(Provided data):
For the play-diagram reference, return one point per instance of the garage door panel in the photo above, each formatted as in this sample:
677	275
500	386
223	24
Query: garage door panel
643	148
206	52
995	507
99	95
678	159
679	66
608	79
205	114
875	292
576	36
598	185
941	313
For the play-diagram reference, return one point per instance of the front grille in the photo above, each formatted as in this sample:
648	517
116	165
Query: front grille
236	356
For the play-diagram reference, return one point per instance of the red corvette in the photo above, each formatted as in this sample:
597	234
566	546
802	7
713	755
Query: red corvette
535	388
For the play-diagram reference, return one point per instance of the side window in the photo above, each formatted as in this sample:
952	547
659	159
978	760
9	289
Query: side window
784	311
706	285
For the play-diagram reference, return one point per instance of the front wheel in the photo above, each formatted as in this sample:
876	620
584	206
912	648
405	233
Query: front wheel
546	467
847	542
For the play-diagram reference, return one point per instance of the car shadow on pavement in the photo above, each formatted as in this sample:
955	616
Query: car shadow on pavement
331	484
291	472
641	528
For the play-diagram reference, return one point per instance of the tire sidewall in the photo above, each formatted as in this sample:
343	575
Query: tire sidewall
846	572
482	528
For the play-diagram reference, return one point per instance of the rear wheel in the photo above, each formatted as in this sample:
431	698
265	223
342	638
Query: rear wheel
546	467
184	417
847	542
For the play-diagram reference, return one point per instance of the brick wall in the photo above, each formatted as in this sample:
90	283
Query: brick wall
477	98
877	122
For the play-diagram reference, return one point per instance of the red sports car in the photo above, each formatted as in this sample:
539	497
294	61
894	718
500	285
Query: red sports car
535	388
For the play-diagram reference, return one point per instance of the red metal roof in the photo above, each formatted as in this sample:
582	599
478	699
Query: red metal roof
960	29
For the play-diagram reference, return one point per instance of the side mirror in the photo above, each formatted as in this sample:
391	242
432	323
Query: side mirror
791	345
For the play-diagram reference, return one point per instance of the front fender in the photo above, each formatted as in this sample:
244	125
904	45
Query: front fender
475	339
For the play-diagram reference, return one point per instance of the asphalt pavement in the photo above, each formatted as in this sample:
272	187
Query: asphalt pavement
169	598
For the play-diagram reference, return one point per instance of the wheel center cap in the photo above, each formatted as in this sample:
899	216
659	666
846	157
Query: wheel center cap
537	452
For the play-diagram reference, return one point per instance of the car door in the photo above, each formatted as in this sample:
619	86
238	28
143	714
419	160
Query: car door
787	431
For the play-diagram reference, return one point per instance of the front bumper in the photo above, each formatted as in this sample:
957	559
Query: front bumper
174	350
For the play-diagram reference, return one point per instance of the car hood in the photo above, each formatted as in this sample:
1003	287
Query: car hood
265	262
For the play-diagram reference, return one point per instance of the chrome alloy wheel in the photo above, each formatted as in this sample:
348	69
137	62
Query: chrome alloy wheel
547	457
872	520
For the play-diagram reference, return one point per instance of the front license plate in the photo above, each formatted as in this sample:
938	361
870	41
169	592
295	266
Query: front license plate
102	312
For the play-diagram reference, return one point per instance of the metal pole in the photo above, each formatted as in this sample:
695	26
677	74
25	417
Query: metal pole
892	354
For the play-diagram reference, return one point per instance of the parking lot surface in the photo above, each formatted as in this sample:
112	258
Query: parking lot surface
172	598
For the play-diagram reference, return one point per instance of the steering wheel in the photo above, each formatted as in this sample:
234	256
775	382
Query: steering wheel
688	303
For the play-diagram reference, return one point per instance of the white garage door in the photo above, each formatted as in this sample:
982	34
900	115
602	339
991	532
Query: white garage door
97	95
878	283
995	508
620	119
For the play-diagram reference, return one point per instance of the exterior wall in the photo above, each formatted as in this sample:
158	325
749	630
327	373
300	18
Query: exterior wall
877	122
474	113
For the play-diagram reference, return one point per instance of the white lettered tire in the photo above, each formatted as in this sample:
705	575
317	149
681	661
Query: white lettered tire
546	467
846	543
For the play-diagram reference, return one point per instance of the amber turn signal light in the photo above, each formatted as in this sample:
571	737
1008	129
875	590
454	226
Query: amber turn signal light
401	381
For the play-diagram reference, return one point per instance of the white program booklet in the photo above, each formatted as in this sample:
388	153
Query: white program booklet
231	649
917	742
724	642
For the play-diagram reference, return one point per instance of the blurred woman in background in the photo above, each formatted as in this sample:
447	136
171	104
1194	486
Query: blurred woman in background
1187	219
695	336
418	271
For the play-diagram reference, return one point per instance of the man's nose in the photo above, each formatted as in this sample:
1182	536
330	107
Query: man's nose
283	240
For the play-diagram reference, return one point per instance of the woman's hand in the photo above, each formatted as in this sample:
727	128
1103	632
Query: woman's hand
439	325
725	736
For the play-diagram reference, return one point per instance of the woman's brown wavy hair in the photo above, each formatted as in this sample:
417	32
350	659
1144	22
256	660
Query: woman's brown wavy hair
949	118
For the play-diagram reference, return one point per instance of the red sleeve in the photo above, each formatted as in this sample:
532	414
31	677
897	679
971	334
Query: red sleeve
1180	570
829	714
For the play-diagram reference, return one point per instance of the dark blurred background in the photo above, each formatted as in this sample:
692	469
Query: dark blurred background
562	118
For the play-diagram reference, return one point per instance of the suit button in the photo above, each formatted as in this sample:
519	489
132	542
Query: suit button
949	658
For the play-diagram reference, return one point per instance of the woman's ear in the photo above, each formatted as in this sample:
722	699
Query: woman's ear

(Work to be completed):
Write out the whole listing above once more, exactly.

(Written response):
For the play-diagram reference, return one point per instance of the garage door panel in the photo above, each formatted as in this sample:
677	275
500	386
223	24
Query: garage door panel
643	148
206	52
995	507
99	95
678	159
679	66
608	79
205	114
875	292
576	36
598	185
941	313
For the play-diagram reference, return one point per instance of the front grille in the photo above, each formatted as in this sample:
648	517
116	165
Query: front grille
236	356
For the play-diagram reference, return one point per instance of the red corvette in the photo above, each formatted as in this sample:
597	234
566	546
802	7
713	755
Query: red corvette
535	388
For the play-diagram reference, return one point per instance of the side window in the photo above, each formatted as in this sample:
952	547
659	159
978	760
9	289
Query: side window
784	311
706	285
For the play-diagram reference, return one point per instance of the front wheel in the photo above, each formatted as in this sample:
876	620
584	206
912	648
405	233
Query: front wheel
546	467
847	542
For the play-diagram reference, return one point per instance of the car shadow on pavement in the photo above, each formatted as in this sample:
955	616
Query: car shadow on pavement
331	484
291	472
641	528
For the play-diagram reference, return one point per instance of the tire sidewall in the photo above, each formatted as in this sample:
343	575
Query: tire sidewall
846	572
482	528
For the play-diagram reference, return one point per instance of the rear wheel in the photo above, each formatted as in this sample:
431	698
265	223
342	638
Query: rear wheel
546	467
184	417
847	542
For the play-diagram reference, return one point per instance of the brick wall in the photo above, each formatted as in this sample:
90	283
Query: brick wall
477	98
877	122
For the play-diagram reference, return one point per instance of the red sports car in the photo above, each formatted as in this sample:
539	497
294	61
894	718
500	285
Query: red sports car
535	388
For the play-diagram reference, return one point per instance of the red metal roof in the photo above, each formatted as in this sample:
582	599
478	699
Query: red metal roof
960	29
For the play-diagram reference, return one point per instance of the side mirror in the photo above, each formatted as in this sample:
391	242
432	323
Query: side mirror
791	345
For the play-diagram reference, return one point per instance of the front fender in the photo above, each formatted as in this sample:
244	125
904	45
Query: front fender
475	339
For the play-diagram reference, return one point per instance of the asphalt pavement in the photo above, each formatted as in this sample:
272	187
Query: asphalt pavement
169	598
For the play-diagram reference, return one point per instance of the wheel center cap in the photo above, each formatted as in this sample:
899	216
659	666
846	157
Query: wheel center cap
537	452
For the play-diagram reference, return one point per instance of the car door in the photo above, each formatted as in this sample:
619	86
238	28
143	714
419	160
Query: car door
787	431
For the play-diagram reference, return one point per instance of the front bumper in the photo above, each formatted as in this sample:
957	559
Query: front bumper
174	350
For the play-diagram reference, return one point per instance of the car hood in the photo above, each formatted as in this sample:
1003	287
Query: car hood
265	262
For the play-diagram reference, return one point per instance of the chrome alloy wheel in the photo above, each formatted as in this sample:
348	69
137	62
Query: chrome alloy wheel
547	457
872	520
For the play-diagram reference, return one point per instance of the front license plate in the photo above, each formatted as in this sample:
938	361
870	41
169	592
295	266
Query: front license plate
102	312
For the play-diagram reference, return one point per instance of the metal pole in the photo above, each formatted as in this sample:
695	26
677	74
25	417
Query: metal pole
892	354
For the play-diagram reference, return one point per instance of the parking lot surface in the photo above, each formatted as in this sample:
112	258
Query: parking lot surface
172	598
For the play-diagram reference, return one point per instance of the steering wheel in the photo above, each formatted as in this sample:
234	256
775	382
Query: steering wheel
688	303
For the play-diagram reference, return one point per instance of the white garage door in the photo above, each formatted as in this sample:
982	34
900	115
602	339
991	532
Query: white garage door
97	95
878	283
995	508
620	119
For the play-diagram reference, return one point per instance of the exterior wall in the photo above, each formatted as in this sample:
158	325
749	630
327	373
300	18
Query: exterior wall
877	122
474	113
For the play-diagram reference, return one point per instance of the white lettered tire in the photo above, each formatted as in this sample:
705	575
317	149
681	661
Query: white lettered tire
546	467
846	543
For the play-diagram reference, return one point per instance of the amber turn signal light in the photo above, each formatted as in this sample:
571	737
1008	129
875	590
454	226
Query: amber turn signal light
401	381
For the play-diagram reference, return one point per instance of the white program booklet in the photo above, each formatted as in this sample:
388	153
Query: white program booklet
231	649
917	742
724	642
For the play-diagram reference, return one point per instance of the blurred woman in background in the photo above, each formatted as in this sample:
447	136
171	104
1194	486
Query: blurred woman in background
1187	219
695	336
418	271
For the play-diagram reference, return one point per instance of the man's nose in the photo above, each formatted as in this sample:
1182	536
330	107
Query: man's nose
283	240
For the play-diagram reference, return one point per instance of the woman's hand in the photo above, each formatted as in this sample:
727	128
1103	632
Query: woman's hand
439	325
725	736
For the play-diagram reference, return one point per instance of the woman's brown wavy hair in the photo above, each formatted as in this sample:
417	32
350	659
1144	22
256	660
Query: woman's brown wavy hair
949	118
For the play-diagram reference, return one point per instance of the red sleeve in the photo above, each formatted as in this sample:
532	414
31	677
897	679
971	334
Query: red sleeve
1180	570
829	714
For the play-diagram reference, return one point per instance of the dark blurred background in the photo above, each formatted as in this sample:
692	469
Query: dark blurred background
562	118
For the play-diagram reference, return one point per instance of the suit button in the photo above, each formatted as in this sample:
519	489
132	542
Query: suit button
949	658
For the play-diagram reference, return one point per instance of the woman's ear in the photo above, each formatted as in this sample:
722	699
Query: woman's ear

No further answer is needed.